▶ _YOUR ASSIGNMENT_
Even if the data beneath seems repetitive, write it all out again exactly.

+++ DATA PROVIDED

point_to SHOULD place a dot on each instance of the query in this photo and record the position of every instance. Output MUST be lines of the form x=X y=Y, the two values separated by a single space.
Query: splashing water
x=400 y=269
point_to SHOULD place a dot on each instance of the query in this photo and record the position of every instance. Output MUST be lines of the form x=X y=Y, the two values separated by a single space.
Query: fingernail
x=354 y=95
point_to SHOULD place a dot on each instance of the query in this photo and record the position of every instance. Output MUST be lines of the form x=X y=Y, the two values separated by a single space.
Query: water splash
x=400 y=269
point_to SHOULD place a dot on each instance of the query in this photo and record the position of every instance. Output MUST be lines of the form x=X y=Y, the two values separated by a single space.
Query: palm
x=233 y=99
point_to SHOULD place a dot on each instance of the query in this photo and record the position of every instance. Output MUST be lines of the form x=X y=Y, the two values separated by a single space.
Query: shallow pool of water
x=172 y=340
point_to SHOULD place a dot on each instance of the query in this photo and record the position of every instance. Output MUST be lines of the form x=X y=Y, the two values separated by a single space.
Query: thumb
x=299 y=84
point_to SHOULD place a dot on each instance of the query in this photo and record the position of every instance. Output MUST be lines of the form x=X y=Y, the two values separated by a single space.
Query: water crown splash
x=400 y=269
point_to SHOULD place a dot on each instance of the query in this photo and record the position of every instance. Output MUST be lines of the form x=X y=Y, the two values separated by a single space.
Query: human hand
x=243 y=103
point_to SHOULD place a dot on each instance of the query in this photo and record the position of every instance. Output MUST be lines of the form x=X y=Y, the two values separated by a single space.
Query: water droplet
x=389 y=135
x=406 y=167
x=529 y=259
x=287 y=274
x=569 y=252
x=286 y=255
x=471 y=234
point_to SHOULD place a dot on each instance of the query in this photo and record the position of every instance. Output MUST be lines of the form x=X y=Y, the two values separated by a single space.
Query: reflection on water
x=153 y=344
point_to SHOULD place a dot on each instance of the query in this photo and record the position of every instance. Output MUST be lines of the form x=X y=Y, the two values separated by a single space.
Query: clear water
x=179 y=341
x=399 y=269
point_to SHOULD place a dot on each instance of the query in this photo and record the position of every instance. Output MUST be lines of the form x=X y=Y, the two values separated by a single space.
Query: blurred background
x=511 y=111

++++++

▶ _EXERCISE SOLUTION_
point_to SHOULD place a dot on each instance of the query in this photo and record the position of every instance. Output MUST be lines of the form x=X y=Y, the two values separated by a single space.
Query: splashing water
x=400 y=269
point_to SHOULD place a dot on each instance of the query in this photo and record the position of every instance. Output MUST be lines of the form x=X y=Y, the two values separated by a single space.
Query: fingernail
x=354 y=95
point_to SHOULD place a dot on each instance of the query in this photo and record the position of every instance. Output MUST be lines of the form x=X y=Y, the two values separated by a single space.
Query: water splash
x=400 y=269
point_to SHOULD place a dot on each instance of the query in this photo and record the position of every instance. Output MUST be lines of the form x=X y=Y, the two values separated by a single space.
Query: palm
x=233 y=99
point_to SHOULD place a dot on each instance of the query in this photo and record the position of every instance. Output MUST be lines of the form x=X y=Y, the two values separated by a single space.
Query: shallow pool of water
x=172 y=340
point_to SHOULD place a dot on each instance of the query in this photo and record the position of every instance. Output MUST be lines of the form x=X y=Y, the two values separated by a single space.
Query: thumb
x=299 y=84
point_to SHOULD place a dot on each instance of the query in this photo and record the position of every instance. Output MUST be lines of the form x=X y=Y, the two values separated by a single space.
Query: water crown splash
x=400 y=269
point_to SHOULD place a dot on each instance of the query in this photo and record the position of every instance. Output MUST be lines of the form x=X y=Y, the two values separated by a single space.
Query: human hand
x=243 y=103
point_to SHOULD place a dot on each instance of the query in this photo and record the position of every instance. Output MUST be lines of the form x=X y=Y, the two values separated by a single space.
Query: water droplet
x=389 y=135
x=406 y=167
x=529 y=259
x=287 y=274
x=569 y=252
x=286 y=255
x=471 y=234
point_to SHOULD place a dot on each instance of the query in this photo and record the position of every instance. Output MUST be lines of the form x=X y=Y, the two values separated by a single space.
Query: reflection on water
x=153 y=344
point_to SHOULD place a dot on each instance of the query in this photo and record the position of every instance. Output MUST be lines of the form x=X y=Y, the two values separated by a single space.
Query: clear water
x=179 y=341
x=399 y=269
point_to SHOULD place a dot on each instance of the query in this photo and record the position of every instance. Output MUST be lines of the form x=X y=Y, the two values separated by a single space.
Query: blurred background
x=511 y=111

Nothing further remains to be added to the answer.